Azulejo: a world in blue and white. Azulejo is a term used in Spain and Portugal for a glazed tile: a terracotta tile covered with an opaque glazing. You can find them on the interior as well as on exterior of churches, palaces, railway stations, restaurants, and ordinary houses.
Most known are the azulejos in blue and white but the first glazed tiles which appeared in Spain in the 13th century where mainly green, brown, and yellow. They were not only used to cover walls as an ornamental form of art, but had the capacity of temperature control in homes.
Many azulejos chronicle major historical aspects of Portugese history. The styles are following their times. In the 13 th century the Spanish city of Sevilla became the center of Hispano-Moresque tile industry. The earliest azulejos were alicatados, panels of tile-mosaic. Tiles were glazed in a single colour, cut into geometric shapes, and assembled to form geometric patterns.

***

## Task 1
Can you transcribe the stretch of the azulejo text from "Many azulejos chronicle" through "form geometric patterns."?
## Task 2
Could you go on with the azulejo text, starting after its last sentence?

***

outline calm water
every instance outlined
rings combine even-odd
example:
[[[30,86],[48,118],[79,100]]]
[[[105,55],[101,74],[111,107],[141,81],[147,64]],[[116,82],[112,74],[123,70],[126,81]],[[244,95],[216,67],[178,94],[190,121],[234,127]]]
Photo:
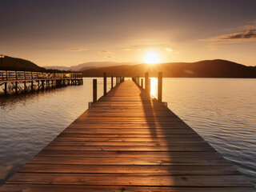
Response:
[[[151,79],[152,88],[156,88],[155,82]],[[256,79],[163,81],[163,101],[169,108],[254,185],[255,87]],[[99,97],[102,94],[102,78],[98,89]],[[155,91],[152,94],[155,95]],[[83,86],[0,98],[0,178],[3,179],[5,174],[10,177],[15,173],[86,110],[91,101],[92,78],[85,78]]]

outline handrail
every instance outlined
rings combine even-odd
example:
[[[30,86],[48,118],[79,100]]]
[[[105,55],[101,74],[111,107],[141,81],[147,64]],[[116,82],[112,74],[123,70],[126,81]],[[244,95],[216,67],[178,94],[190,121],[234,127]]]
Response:
[[[0,70],[0,82],[30,79],[76,79],[82,78],[82,73],[45,73],[31,71]]]

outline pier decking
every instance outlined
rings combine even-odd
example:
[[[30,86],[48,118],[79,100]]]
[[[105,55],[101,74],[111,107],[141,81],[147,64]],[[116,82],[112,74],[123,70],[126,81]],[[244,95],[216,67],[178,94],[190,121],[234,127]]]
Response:
[[[193,129],[125,81],[84,112],[0,191],[255,191]]]

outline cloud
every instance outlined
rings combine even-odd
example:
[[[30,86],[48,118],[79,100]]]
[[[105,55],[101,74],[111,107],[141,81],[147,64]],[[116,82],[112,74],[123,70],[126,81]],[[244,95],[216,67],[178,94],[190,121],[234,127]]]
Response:
[[[87,50],[87,49],[85,49],[85,48],[70,48],[67,50],[68,51],[83,51],[83,50]]]
[[[166,47],[166,50],[167,51],[167,52],[173,52],[174,50],[171,49],[171,48],[170,48],[170,47]]]
[[[110,52],[108,50],[100,50],[100,51],[98,51],[98,53],[101,53],[101,54],[110,54],[111,52]]]
[[[225,42],[225,41],[255,41],[256,40],[256,21],[253,21],[250,25],[246,25],[236,29],[236,32],[225,34],[207,39],[207,42]]]

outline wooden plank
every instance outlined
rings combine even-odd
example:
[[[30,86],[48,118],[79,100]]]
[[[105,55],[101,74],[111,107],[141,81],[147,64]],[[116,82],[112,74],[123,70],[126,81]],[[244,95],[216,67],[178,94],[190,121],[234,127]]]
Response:
[[[134,186],[79,186],[79,185],[28,185],[8,184],[0,188],[1,192],[254,192],[254,187],[158,187]]]
[[[44,164],[82,164],[82,165],[186,165],[186,166],[227,166],[222,158],[78,158],[78,157],[34,157],[29,163]]]
[[[26,174],[17,173],[9,184],[54,185],[127,185],[161,186],[252,186],[242,175],[123,175],[90,174]]]
[[[232,166],[102,166],[26,164],[19,173],[122,174],[140,175],[241,174]]]
[[[215,151],[210,146],[51,146],[45,147],[45,150],[139,150],[139,151]]]
[[[210,146],[205,141],[198,141],[198,142],[57,142],[54,141],[50,142],[49,145],[50,146]]]
[[[166,151],[70,151],[70,150],[42,150],[36,157],[82,157],[82,158],[223,158],[218,152],[166,152]]]

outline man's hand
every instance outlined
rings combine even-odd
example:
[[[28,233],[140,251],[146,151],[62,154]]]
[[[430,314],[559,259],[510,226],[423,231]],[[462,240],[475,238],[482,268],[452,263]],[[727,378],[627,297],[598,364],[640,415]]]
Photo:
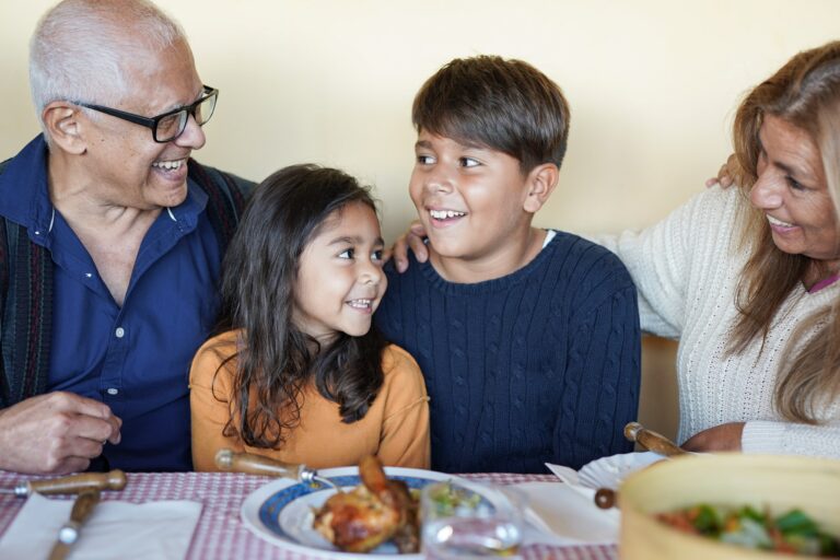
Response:
[[[744,422],[715,425],[689,438],[682,448],[693,452],[740,451],[743,433]]]
[[[738,167],[738,161],[735,159],[735,154],[730,154],[726,159],[726,163],[721,165],[718,171],[718,176],[705,179],[707,187],[713,187],[720,185],[721,188],[730,188],[731,186],[742,184],[740,167]]]
[[[429,250],[423,243],[425,237],[425,230],[420,220],[415,220],[408,226],[408,231],[397,237],[394,242],[394,246],[390,248],[390,254],[386,257],[394,259],[394,265],[397,267],[397,272],[405,272],[408,270],[408,248],[415,253],[415,257],[420,262],[425,262],[429,259]]]
[[[37,475],[84,470],[122,421],[106,405],[49,393],[0,410],[0,469]]]

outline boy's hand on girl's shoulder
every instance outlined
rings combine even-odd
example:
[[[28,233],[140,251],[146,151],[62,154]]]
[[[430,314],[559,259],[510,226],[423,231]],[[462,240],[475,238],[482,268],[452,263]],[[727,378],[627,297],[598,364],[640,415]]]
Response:
[[[393,258],[397,272],[405,272],[408,270],[408,249],[410,248],[419,262],[425,262],[429,260],[429,249],[425,248],[424,240],[425,229],[420,220],[415,220],[406,233],[394,242],[394,246],[385,255],[385,260]]]
[[[740,174],[738,173],[738,162],[735,159],[735,154],[730,154],[726,159],[726,163],[721,165],[718,170],[718,176],[705,179],[707,188],[720,185],[721,188],[730,188],[731,186],[740,184]]]

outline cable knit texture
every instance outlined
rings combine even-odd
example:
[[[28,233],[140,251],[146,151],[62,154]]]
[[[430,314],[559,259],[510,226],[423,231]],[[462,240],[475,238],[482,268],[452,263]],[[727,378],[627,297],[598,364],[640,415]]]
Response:
[[[541,472],[631,450],[639,312],[615,255],[558,232],[522,269],[468,284],[410,259],[386,269],[375,319],[425,376],[433,468]]]
[[[822,402],[817,409],[822,424],[816,427],[785,422],[773,407],[791,334],[840,296],[840,282],[815,293],[800,284],[773,319],[763,351],[758,340],[739,355],[725,355],[737,317],[737,282],[749,256],[738,247],[747,205],[736,188],[713,188],[641,233],[597,241],[629,268],[642,329],[679,339],[680,442],[722,423],[747,422],[745,452],[840,458],[840,402]]]

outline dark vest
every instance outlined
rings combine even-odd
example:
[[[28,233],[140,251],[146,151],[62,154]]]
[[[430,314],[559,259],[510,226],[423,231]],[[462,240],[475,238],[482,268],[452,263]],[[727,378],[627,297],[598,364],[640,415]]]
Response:
[[[0,174],[8,163],[0,163]],[[195,160],[189,178],[207,192],[207,215],[223,255],[253,184]],[[0,217],[0,409],[46,392],[54,266],[26,228]]]

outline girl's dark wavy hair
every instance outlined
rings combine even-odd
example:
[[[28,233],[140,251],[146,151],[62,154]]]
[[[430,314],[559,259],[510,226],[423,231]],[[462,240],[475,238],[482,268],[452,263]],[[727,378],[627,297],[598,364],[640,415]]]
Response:
[[[311,382],[347,423],[364,417],[382,387],[386,342],[375,327],[362,337],[339,332],[322,347],[292,323],[301,254],[352,202],[376,210],[353,177],[312,164],[284,167],[255,189],[222,264],[218,331],[241,329],[236,351],[215,372],[236,364],[226,436],[278,448],[300,422]]]

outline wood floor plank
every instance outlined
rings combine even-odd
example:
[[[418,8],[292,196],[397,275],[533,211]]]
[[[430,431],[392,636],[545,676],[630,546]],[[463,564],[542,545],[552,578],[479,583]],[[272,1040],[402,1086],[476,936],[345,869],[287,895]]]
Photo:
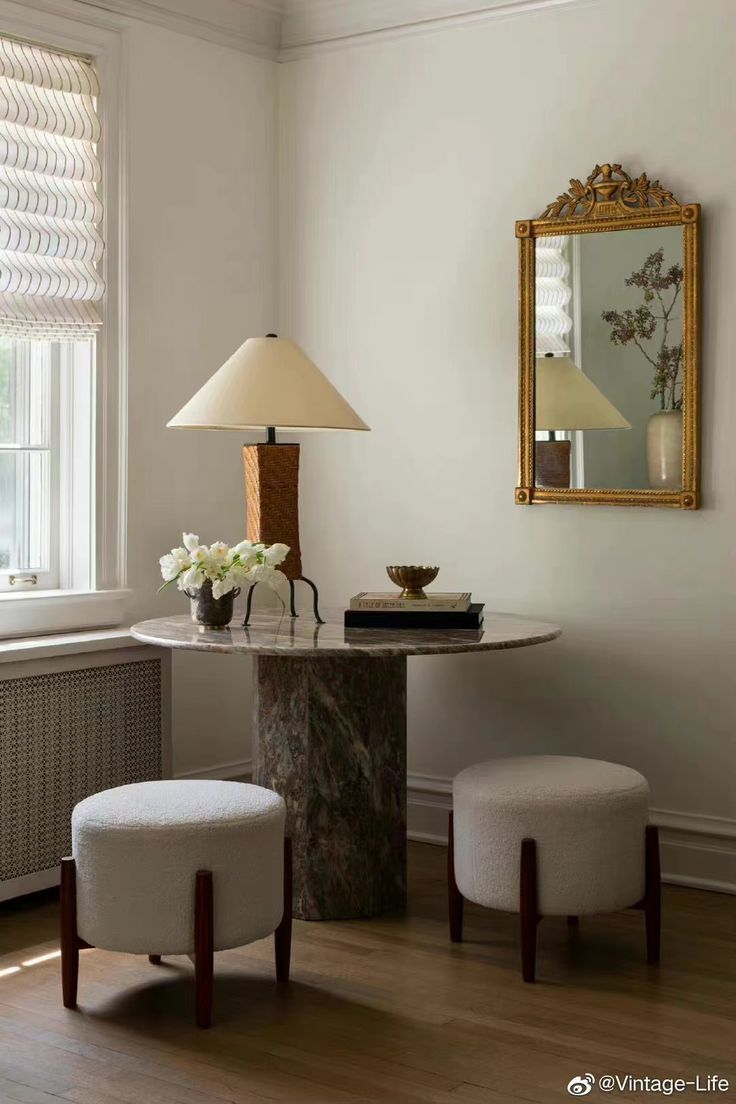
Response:
[[[736,1085],[736,898],[666,888],[660,967],[640,913],[546,920],[529,986],[518,916],[469,905],[449,942],[445,860],[410,846],[406,915],[295,923],[289,986],[271,940],[217,955],[210,1031],[183,958],[84,952],[79,1011],[56,959],[0,977],[0,1104],[554,1104],[587,1070]],[[56,925],[53,893],[1,904],[2,967]]]

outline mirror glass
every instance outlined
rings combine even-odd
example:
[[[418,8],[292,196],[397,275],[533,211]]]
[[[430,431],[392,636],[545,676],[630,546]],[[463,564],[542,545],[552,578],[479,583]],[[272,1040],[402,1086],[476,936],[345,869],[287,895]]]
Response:
[[[535,241],[535,485],[678,490],[683,229]]]

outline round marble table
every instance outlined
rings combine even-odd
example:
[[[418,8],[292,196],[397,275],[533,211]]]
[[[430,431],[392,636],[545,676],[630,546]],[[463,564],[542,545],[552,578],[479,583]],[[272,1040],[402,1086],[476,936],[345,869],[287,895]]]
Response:
[[[158,647],[254,657],[254,782],[282,794],[302,920],[374,916],[406,901],[406,657],[545,644],[556,625],[486,614],[458,631],[346,629],[256,613],[248,628],[183,614],[134,625]]]

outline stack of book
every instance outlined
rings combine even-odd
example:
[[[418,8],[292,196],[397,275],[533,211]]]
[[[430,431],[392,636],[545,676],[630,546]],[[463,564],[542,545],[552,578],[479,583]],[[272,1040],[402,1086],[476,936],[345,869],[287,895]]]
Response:
[[[480,628],[482,602],[469,593],[429,592],[426,598],[402,598],[395,591],[361,591],[345,609],[345,628]]]

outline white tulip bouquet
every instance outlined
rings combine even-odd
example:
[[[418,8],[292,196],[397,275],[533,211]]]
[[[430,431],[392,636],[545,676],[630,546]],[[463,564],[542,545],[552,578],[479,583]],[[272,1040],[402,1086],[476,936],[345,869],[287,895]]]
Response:
[[[182,548],[172,549],[159,560],[163,584],[160,591],[175,583],[189,597],[206,582],[212,583],[212,597],[222,598],[244,583],[266,583],[275,591],[286,582],[278,571],[289,554],[288,544],[254,544],[241,541],[230,548],[223,541],[200,544],[194,533],[182,533]]]

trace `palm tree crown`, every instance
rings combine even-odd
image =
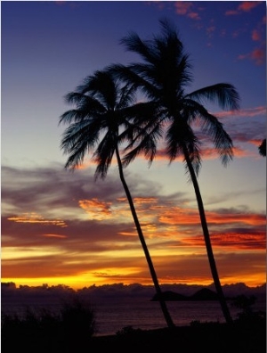
[[[93,152],[95,176],[104,178],[117,145],[125,138],[120,128],[129,126],[126,111],[134,103],[134,93],[126,86],[121,87],[107,72],[96,71],[65,98],[77,105],[60,119],[60,123],[70,124],[61,141],[61,148],[69,154],[65,167],[75,168],[86,153]]]
[[[164,301],[157,274],[146,245],[142,230],[135,211],[133,198],[125,182],[121,161],[119,144],[133,140],[140,135],[140,128],[131,124],[130,119],[151,113],[150,105],[134,104],[133,85],[122,86],[107,70],[96,71],[89,76],[77,92],[66,95],[67,103],[77,108],[61,115],[60,123],[69,124],[63,134],[61,148],[69,154],[66,168],[75,168],[80,165],[86,153],[93,152],[97,163],[95,177],[104,178],[111,164],[113,155],[118,167],[120,180],[125,192],[136,231],[142,243],[151,278],[158,295],[161,309],[169,327],[174,324]],[[130,119],[129,119],[130,117]],[[153,143],[149,144],[153,148]]]
[[[114,65],[114,75],[134,86],[145,94],[149,104],[154,104],[157,113],[151,119],[137,119],[135,123],[145,130],[143,136],[137,134],[129,144],[130,152],[125,157],[125,164],[138,153],[146,151],[153,160],[156,150],[148,152],[150,137],[155,141],[163,135],[170,161],[182,156],[187,171],[196,193],[199,217],[203,229],[207,256],[214,282],[225,319],[231,323],[229,309],[222,291],[219,275],[214,259],[207,223],[197,176],[201,166],[200,139],[194,130],[195,124],[211,139],[223,165],[233,156],[232,141],[218,119],[208,112],[204,104],[217,103],[224,110],[239,109],[239,96],[235,87],[229,83],[219,83],[187,93],[187,86],[192,80],[189,55],[176,29],[166,21],[160,21],[162,32],[151,40],[142,40],[136,33],[130,33],[121,40],[127,50],[138,53],[142,62],[128,66]]]

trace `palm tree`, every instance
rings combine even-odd
[[[142,40],[135,32],[121,40],[127,50],[141,56],[142,62],[110,67],[114,75],[139,88],[149,103],[158,107],[158,113],[152,120],[143,117],[135,119],[135,123],[146,130],[146,135],[144,139],[141,134],[135,136],[129,144],[131,151],[123,161],[127,165],[138,153],[147,151],[150,136],[155,139],[155,134],[160,135],[164,130],[170,161],[178,156],[183,157],[195,189],[207,257],[222,310],[226,322],[232,323],[213,254],[197,179],[201,166],[201,149],[200,137],[194,132],[193,126],[195,122],[200,123],[202,133],[211,138],[222,164],[227,165],[233,156],[231,139],[222,123],[207,111],[203,103],[217,103],[222,109],[237,110],[239,97],[235,87],[228,83],[219,83],[187,94],[186,86],[192,81],[189,55],[184,53],[175,28],[166,20],[160,21],[160,24],[161,35],[154,36],[151,40]],[[155,153],[155,150],[150,154],[147,152],[150,161]]]
[[[156,271],[142,231],[133,198],[125,182],[119,145],[131,137],[134,129],[127,117],[136,116],[139,105],[134,104],[134,90],[129,86],[121,86],[107,71],[96,71],[89,76],[77,91],[66,95],[69,103],[76,109],[69,110],[60,118],[60,123],[69,124],[61,140],[61,148],[69,154],[65,168],[76,168],[83,163],[85,153],[93,152],[97,163],[95,178],[105,178],[116,155],[120,180],[123,184],[134,225],[145,253],[156,292],[168,327],[174,326],[162,296]],[[132,106],[131,104],[134,103]],[[142,106],[142,104],[141,104]],[[148,110],[145,111],[148,112]]]
[[[264,138],[258,146],[259,153],[263,157],[266,157],[266,138]]]

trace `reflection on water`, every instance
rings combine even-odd
[[[2,302],[2,312],[23,313],[26,305],[16,301],[6,306]],[[59,311],[61,308],[59,300],[44,303],[44,301],[28,302],[28,306],[33,308],[45,308],[53,312]],[[221,307],[217,301],[168,301],[167,308],[171,316],[177,326],[189,325],[192,321],[220,322],[224,318]],[[98,334],[114,334],[125,326],[150,330],[166,327],[159,303],[150,301],[145,299],[113,299],[109,300],[95,300],[92,302],[96,316]],[[233,307],[229,301],[229,308],[233,318],[240,309]],[[256,302],[255,310],[266,310],[265,301]]]

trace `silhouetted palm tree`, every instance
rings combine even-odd
[[[187,94],[186,86],[192,80],[189,56],[184,53],[175,28],[166,20],[160,21],[160,24],[161,35],[154,36],[151,40],[142,40],[135,32],[130,33],[121,40],[127,50],[140,54],[142,62],[134,62],[127,67],[119,64],[110,67],[114,75],[139,88],[149,103],[158,107],[158,113],[152,120],[135,120],[135,123],[143,127],[145,137],[140,142],[142,136],[139,135],[138,138],[133,140],[129,144],[132,150],[125,157],[124,163],[129,163],[143,150],[151,161],[156,150],[152,150],[150,154],[148,153],[147,143],[150,136],[157,139],[163,135],[164,130],[166,153],[170,161],[178,156],[183,157],[186,170],[190,173],[196,193],[214,283],[225,320],[231,323],[214,261],[197,180],[201,166],[200,137],[198,132],[194,132],[192,126],[195,122],[199,123],[202,132],[211,138],[222,164],[226,165],[233,155],[231,139],[224,131],[222,123],[207,111],[203,103],[217,103],[222,109],[236,110],[239,109],[239,97],[234,86],[228,83],[219,83]],[[158,134],[156,137],[155,134]]]
[[[140,111],[139,105],[134,104],[133,87],[121,86],[104,70],[96,71],[94,75],[86,78],[84,84],[77,87],[76,92],[66,95],[66,101],[76,104],[77,108],[66,111],[60,118],[60,123],[69,125],[61,140],[61,148],[69,155],[65,168],[76,168],[83,163],[85,155],[92,152],[93,160],[97,163],[95,177],[105,178],[112,158],[116,155],[120,180],[160,300],[161,309],[167,325],[173,327],[174,324],[162,297],[133,198],[125,179],[119,152],[119,145],[127,138],[131,138],[134,131],[128,116],[136,116],[140,111]]]
[[[259,145],[259,153],[263,157],[266,157],[266,138],[262,141],[262,144]]]

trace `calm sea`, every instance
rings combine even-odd
[[[47,308],[56,310],[58,303],[49,306],[32,304],[32,308]],[[189,325],[192,321],[200,322],[221,322],[224,319],[220,305],[217,301],[168,301],[167,308],[176,325]],[[132,326],[142,330],[166,327],[166,322],[160,309],[159,303],[150,301],[143,298],[118,299],[112,301],[101,301],[91,303],[96,318],[97,335],[115,334],[124,327]],[[237,317],[239,309],[229,303],[229,308],[233,318]],[[19,303],[13,302],[12,307],[3,306],[3,312],[17,312],[25,309]],[[258,302],[255,309],[266,310],[265,302]]]

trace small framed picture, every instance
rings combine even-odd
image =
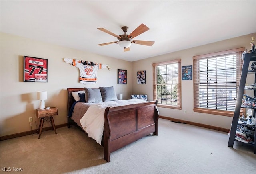
[[[117,70],[117,84],[127,84],[127,71],[121,69]]]
[[[146,83],[146,71],[140,71],[137,72],[137,84]]]
[[[24,81],[47,82],[48,59],[24,56]]]
[[[182,80],[192,80],[192,65],[181,67]]]

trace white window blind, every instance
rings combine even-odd
[[[181,109],[180,59],[152,65],[154,100],[160,107]]]
[[[233,116],[244,49],[193,57],[194,111]]]

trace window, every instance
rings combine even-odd
[[[244,50],[193,57],[194,111],[233,116]]]
[[[180,59],[152,64],[153,99],[158,106],[181,109]]]

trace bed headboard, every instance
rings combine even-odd
[[[71,92],[72,91],[79,91],[84,90],[84,88],[68,88],[68,113],[69,113],[69,109],[72,106],[72,104],[76,102],[72,96]]]

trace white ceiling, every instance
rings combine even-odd
[[[98,45],[141,23],[152,46]],[[1,0],[1,31],[132,61],[256,32],[256,1]]]

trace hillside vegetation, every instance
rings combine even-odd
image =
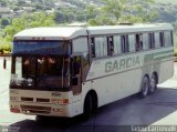
[[[176,0],[162,1],[165,0],[0,0],[1,10],[9,8],[11,14],[0,13],[0,52],[10,51],[13,35],[23,29],[72,22],[169,22],[177,32]]]

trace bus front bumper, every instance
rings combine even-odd
[[[10,102],[10,111],[29,115],[72,118],[72,104],[37,104],[25,102]]]

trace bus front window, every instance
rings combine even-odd
[[[11,85],[22,89],[58,90],[70,87],[70,59],[62,57],[17,57]]]

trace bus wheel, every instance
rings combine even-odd
[[[155,74],[150,78],[149,93],[154,93],[157,88],[157,81]]]
[[[93,111],[92,95],[87,94],[84,102],[84,119],[88,119]]]
[[[39,123],[45,123],[48,121],[46,116],[43,115],[37,115],[35,121]]]
[[[140,91],[140,97],[146,98],[149,91],[149,80],[147,77],[144,77],[142,81],[142,91]]]

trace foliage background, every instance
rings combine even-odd
[[[13,35],[33,27],[66,26],[87,22],[90,26],[118,24],[119,22],[168,22],[174,26],[177,49],[176,0],[0,0],[19,16],[3,18],[0,13],[0,53],[12,48]],[[61,6],[55,6],[60,3]],[[30,12],[25,7],[31,7]],[[177,54],[177,50],[176,54]]]

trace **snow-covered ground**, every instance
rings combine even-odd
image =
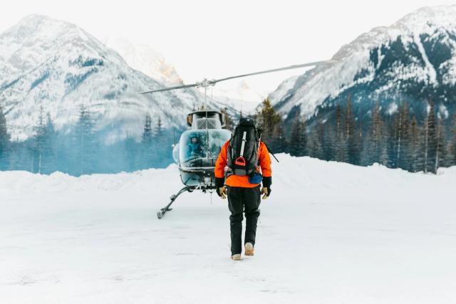
[[[0,172],[1,303],[454,303],[456,167],[439,174],[279,155],[256,256],[175,166]]]

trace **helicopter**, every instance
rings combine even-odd
[[[170,197],[170,203],[157,212],[157,217],[159,219],[162,219],[167,211],[171,211],[171,205],[184,192],[201,190],[203,193],[208,192],[212,193],[216,189],[214,173],[215,162],[222,147],[231,138],[232,132],[228,130],[223,129],[226,126],[225,114],[217,110],[207,108],[207,88],[214,86],[221,81],[234,78],[299,68],[330,65],[336,62],[333,60],[316,61],[220,79],[204,78],[200,82],[190,85],[164,88],[141,93],[141,94],[151,94],[189,88],[203,88],[204,90],[204,105],[201,106],[199,110],[192,112],[187,115],[187,125],[190,129],[182,132],[179,142],[174,146],[172,150],[173,159],[177,164],[184,187]]]

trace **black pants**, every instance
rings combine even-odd
[[[232,254],[237,254],[242,251],[242,212],[245,212],[246,218],[244,243],[255,244],[261,194],[259,186],[254,188],[227,188],[228,207],[231,211],[231,252]]]

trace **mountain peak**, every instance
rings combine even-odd
[[[356,101],[394,103],[398,92],[410,102],[429,94],[452,99],[438,90],[456,85],[455,37],[456,5],[423,7],[361,34],[333,56],[338,63],[310,70],[269,97],[285,116],[297,110],[307,117],[356,90],[363,94],[353,93]]]

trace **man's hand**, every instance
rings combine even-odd
[[[263,199],[266,199],[269,197],[269,195],[271,194],[271,187],[264,187],[261,188],[261,194],[263,194]]]
[[[227,195],[228,195],[227,187],[225,187],[224,186],[220,188],[217,188],[215,191],[217,192],[217,194],[219,194],[219,196],[220,196],[223,199],[226,199]]]

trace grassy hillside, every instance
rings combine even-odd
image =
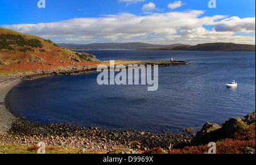
[[[0,28],[0,73],[89,65],[86,62],[95,61],[92,54],[73,52],[49,40]]]
[[[150,44],[143,43],[95,43],[90,44],[57,44],[61,47],[69,49],[139,49],[146,48],[158,48],[165,46],[177,46],[183,45],[181,44],[176,44],[170,45]]]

***

## Result 1
Many azulejos chronicle major historical aspects of Portugese history. The styles are following their times. In the 13 th century the Spanish city of Sevilla became the center of Hispano-Moresque tile industry. The earliest azulejos were alicatados, panels of tile-mosaic. Tiles were glazed in a single colour, cut into geometric shapes, and assembled to form geometric patterns.

## Result 2
In the 16th century the Portugese adopted the Moorish tradition of 'horror vacul', fear of the empty spaces, and covered the walls completely with azulejos. King Manuel I was introducing new techniques after a visit to Sevilla in 1503. Many examples can been seen in Sintra National Palace. In the early 16th century potters from Italy came to Sevilla and established workshops there. They brought with them the maiolica techniques, allowing the artist to represent a larger number of figurative themes in their composition. The late 17th and early 18th century became the 'Golden Age for the Azulejo'> Mass production was started not just of a greater internal demand, but also because large orders came in from the Portugese colony of Brazil. Large one-off orders were replaced by the less expensive use of repetitive tile patterns. At the end of the 19th century, factories in Lisbon started to use another type of transfert-printing: using creamware blanks. While these industrialised methods produced simple, stylised designs, the art of hand-painting was not dead.
Using some antique azulejos as a background for a bathroom. In combination with some brass or copper faucets the blue and white tiles will give your bathroom a luxurious feeling. The cast iron free standing bathtub will bring the final touch for this nautical inspired bathroom.
Azulejos are around since centuries but they continue inspiring different companies. Having a wall with a bleu and white wallpaper is easier to install than tiles. A classical motif gets a modern look when combined with some metal chairs, a rustic wooden table and some modern metal lamps. I would go for this combination when decorating a sea side house.
Young Portuguese designers are giving the azulejos a new boost by using it to decorate very modern furniture.
Azulejos are not only a source of inspiration for the furniture designers; Christian Lacroix made a very flamboyant mural with this theme for Designers Guild. Dolce & Gabbana printed some of their fabrics with those motifs for their collection winter 2016.
And it can be a starting point even for some smaller objects, such an elegant stationery, wedding invitation or even for cookies.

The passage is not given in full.